Task goal: Continue the article about the Fed's response when the economy hit bottom, starting after its final sentence.

Document excerpt:
When economy hit rock bottom, the Fed took ‘unprecedented’ measures

Washington, D.C.-area financial planner Arthur Stein has been offering clients his advice of steady, long-term investing, for years. But when people debate the severity and length of the life-saving quarantine, which has damaged the American economy, he is not as opinionated.

“I have no idea,” Stein said on Your Turn with Mike Causey. “I was just kind of doing what I was told and staying home. And I’m as sick of it as everybody else.”

What Stein can diagnose are sick and healthy financial trends, pointing out that for 11 years, leading up to the virus-driven crash, the stock market was in bull-market territory longer than any time in the country’s history.

A bull market, he explained, is a 20% or greater gain from a previous stock market low. That bull market started in March 2009 and ended this year as the country shut down, creating a bear market — a 20% or greater loss from a previous high.

Stein expressed amazement as he noted that the stock market “bottomed out” on March 23, then another bull market began.

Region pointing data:
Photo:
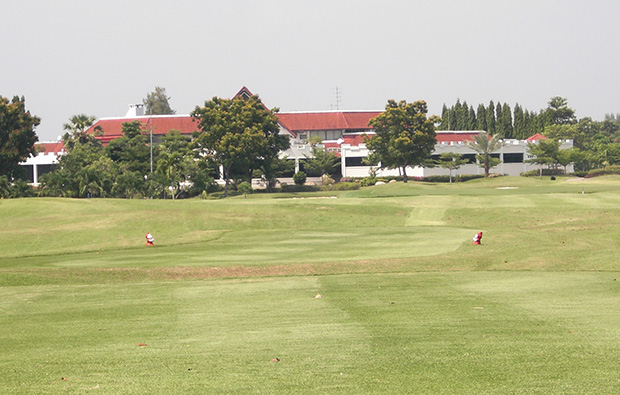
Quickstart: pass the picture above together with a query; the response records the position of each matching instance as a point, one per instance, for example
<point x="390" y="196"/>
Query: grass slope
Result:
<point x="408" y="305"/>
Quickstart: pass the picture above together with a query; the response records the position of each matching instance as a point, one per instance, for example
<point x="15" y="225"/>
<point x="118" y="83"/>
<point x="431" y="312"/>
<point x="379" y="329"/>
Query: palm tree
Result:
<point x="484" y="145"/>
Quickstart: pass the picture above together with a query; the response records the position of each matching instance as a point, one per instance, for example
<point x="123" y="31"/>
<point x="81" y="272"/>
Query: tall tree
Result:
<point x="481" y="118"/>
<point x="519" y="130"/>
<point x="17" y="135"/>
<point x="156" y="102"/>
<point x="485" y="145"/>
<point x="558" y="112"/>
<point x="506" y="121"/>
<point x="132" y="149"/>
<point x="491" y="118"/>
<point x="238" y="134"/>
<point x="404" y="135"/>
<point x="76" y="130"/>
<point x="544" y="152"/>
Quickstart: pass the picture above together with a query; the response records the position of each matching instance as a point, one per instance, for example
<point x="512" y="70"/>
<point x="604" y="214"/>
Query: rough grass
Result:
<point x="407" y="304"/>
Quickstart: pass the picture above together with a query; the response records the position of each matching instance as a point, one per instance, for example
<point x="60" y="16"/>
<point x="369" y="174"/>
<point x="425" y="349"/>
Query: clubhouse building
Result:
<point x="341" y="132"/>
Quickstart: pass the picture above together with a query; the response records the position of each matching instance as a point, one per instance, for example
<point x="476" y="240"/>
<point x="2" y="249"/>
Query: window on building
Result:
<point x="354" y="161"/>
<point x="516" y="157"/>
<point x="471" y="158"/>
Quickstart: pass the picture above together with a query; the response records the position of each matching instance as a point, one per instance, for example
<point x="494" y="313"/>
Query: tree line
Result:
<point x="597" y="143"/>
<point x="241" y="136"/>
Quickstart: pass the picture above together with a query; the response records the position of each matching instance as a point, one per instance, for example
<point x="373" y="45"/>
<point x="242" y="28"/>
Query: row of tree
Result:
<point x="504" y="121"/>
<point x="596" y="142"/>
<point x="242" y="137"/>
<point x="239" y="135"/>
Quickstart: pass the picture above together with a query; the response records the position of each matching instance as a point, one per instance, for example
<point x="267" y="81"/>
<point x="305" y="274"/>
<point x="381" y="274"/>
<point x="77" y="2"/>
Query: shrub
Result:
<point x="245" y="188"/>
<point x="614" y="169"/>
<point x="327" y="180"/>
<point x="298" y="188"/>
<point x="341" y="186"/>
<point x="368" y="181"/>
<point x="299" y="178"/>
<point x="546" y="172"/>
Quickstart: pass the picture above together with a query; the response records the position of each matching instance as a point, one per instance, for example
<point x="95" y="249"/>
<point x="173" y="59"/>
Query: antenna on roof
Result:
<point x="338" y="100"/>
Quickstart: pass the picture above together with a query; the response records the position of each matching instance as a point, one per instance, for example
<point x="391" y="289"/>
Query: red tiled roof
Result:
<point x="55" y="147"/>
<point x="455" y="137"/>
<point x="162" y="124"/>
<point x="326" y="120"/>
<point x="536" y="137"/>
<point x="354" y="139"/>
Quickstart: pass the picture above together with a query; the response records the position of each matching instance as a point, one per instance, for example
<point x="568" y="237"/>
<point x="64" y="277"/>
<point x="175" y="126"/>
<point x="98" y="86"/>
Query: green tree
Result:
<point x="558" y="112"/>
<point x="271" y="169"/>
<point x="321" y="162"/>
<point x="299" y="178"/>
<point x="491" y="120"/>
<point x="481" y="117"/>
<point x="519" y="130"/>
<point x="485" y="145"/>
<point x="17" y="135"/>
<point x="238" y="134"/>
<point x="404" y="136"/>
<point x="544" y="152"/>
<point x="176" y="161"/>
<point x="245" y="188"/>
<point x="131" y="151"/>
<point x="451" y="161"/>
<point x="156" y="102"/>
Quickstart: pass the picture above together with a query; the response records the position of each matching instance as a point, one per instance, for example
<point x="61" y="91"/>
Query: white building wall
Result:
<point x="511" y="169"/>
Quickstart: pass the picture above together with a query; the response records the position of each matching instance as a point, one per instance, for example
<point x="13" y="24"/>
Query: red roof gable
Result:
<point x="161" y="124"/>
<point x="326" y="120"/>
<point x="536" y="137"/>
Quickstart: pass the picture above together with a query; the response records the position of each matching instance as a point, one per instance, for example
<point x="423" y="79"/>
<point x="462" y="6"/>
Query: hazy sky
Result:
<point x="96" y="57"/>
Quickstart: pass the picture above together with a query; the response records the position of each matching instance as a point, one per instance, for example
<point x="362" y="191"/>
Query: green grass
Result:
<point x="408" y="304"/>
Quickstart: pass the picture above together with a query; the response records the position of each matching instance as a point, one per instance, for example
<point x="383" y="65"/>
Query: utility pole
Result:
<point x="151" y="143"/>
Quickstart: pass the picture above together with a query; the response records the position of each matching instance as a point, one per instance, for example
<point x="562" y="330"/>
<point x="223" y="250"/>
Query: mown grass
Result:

Your response:
“So it was an incredibly short bear market,” he said. “It really only lasted 31 days. It shows how quickly the market can move.”

Stein attributes the 20-day shift from bull market to bear market — the fastest change in U.S. history — mostly to the coronavirus.

As the economy “hit rock bottom,” the American government kicked into action.

“The Federal Reserve has just done an unprecedented amount of bond buying, and other things, to pump up the economy and to keep the market from tanking too badly and keep the bond market from tanking,” Stein said.

And much more was done in 2008-2009, Stein said.

“Congress passed these stimulus bills that were worth trillions of dollars. So there’s been a lot of pumping up,” he said.

Stein thinks that Americans saw all the spending by government as a good sign to get back into the stock market.

“A lot of people just seized on that,” he said, suggesting that they thought, “Well there’s a lot of good news were going to come out of this pretty quickly, so let’s get back in the market.”

The market has partially recovered, but remains volatile. But by applying the standard definition of a bull market fits the current state.

The volatility, during the short-lived bear market, created so-called “bear-market rallies.” The market went down 5.9%, then up 9%. Then down, then up.

“So we were still in a bear market, but a lot of people might have gotten back into the stock market at that point and they would have lost considerably more money, that they were trying to avoid losing,” he said.

“That’s why it’s frequently easier just to leave your money in the market and assume, over long periods of time, it’s going to outperform the other investments available to you,” Stein said.